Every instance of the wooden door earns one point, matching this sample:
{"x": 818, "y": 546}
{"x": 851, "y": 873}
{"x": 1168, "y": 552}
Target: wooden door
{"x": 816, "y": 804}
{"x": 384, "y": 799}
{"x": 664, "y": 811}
== == ==
*What to work on*.
Copy every line of the records above, requests included, but multiply each x and y coordinate in the answers by 1.8 and round to whole numbers, with halves rounded up. Leave the numbers in the requests and their format samples as they are.

*Written solution*.
Every instance of the wooden door earns one point, matching this sample:
{"x": 818, "y": 546}
{"x": 851, "y": 873}
{"x": 1168, "y": 552}
Target: wooden door
{"x": 1469, "y": 1447}
{"x": 691, "y": 1438}
{"x": 1195, "y": 1460}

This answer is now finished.